Only one stretch of the data below is needed. Output the lines from the one with "Locate every instance of the round" up to and including the one with "Locate every instance of the bar stool in", exactly as they stand.

++++++++

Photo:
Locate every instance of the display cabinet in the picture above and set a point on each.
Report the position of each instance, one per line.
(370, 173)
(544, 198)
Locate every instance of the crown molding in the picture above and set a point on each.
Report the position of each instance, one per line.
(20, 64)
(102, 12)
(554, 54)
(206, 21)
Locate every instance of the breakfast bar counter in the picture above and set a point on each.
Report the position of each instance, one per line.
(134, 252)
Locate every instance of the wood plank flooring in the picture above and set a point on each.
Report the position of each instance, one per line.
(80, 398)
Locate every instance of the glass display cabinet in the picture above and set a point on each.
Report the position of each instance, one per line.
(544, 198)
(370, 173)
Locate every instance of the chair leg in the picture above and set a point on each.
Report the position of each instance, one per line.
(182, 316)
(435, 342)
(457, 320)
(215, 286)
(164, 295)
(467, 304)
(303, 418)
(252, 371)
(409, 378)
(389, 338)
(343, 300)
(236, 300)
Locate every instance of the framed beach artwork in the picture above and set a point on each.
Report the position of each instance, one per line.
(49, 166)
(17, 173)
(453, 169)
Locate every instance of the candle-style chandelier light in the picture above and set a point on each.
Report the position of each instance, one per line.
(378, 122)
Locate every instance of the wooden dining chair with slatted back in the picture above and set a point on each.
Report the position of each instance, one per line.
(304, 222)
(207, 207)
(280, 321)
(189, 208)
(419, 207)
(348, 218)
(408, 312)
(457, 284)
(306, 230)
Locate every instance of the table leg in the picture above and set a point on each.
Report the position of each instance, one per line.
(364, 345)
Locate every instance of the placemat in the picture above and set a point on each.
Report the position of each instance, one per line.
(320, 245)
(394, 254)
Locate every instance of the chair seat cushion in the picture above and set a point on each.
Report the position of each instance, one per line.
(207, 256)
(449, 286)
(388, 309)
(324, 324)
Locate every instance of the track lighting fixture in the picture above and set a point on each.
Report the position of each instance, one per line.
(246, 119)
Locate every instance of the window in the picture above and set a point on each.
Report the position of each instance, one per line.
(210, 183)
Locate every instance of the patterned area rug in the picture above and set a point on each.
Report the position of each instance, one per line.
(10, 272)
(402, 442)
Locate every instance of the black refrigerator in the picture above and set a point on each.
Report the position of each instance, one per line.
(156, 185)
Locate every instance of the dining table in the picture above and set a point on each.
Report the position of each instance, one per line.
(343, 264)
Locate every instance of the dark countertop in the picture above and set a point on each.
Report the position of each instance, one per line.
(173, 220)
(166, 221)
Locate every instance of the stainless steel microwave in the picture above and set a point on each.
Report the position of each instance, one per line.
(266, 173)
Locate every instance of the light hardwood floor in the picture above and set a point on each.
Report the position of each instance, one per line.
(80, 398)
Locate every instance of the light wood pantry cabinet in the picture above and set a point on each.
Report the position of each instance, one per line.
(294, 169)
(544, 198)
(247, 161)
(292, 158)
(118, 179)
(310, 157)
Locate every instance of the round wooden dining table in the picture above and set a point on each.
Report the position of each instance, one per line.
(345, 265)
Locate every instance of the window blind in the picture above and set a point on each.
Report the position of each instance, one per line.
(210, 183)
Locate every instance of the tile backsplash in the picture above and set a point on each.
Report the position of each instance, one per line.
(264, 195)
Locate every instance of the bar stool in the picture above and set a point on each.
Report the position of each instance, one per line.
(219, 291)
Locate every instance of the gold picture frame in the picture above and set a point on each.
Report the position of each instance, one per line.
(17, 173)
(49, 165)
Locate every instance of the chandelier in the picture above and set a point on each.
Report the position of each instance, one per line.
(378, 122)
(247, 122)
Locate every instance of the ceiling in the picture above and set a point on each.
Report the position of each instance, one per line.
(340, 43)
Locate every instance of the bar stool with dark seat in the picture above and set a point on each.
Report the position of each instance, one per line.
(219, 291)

++++++++

• _Response area_
Locate every instance of the round wooden dining table in the picture above and set a point on each.
Report the position of each instance, one per line.
(345, 265)
Locate every instance of the window blind in the picture above and set a point on each.
Report the position of each instance, one per line.
(210, 183)
Locate every instance of the tile backsplash in the picture above and set a point on each.
Report the position of each instance, one per line.
(264, 195)
Locate every instance of the bar stool in the picture above and set a point on each.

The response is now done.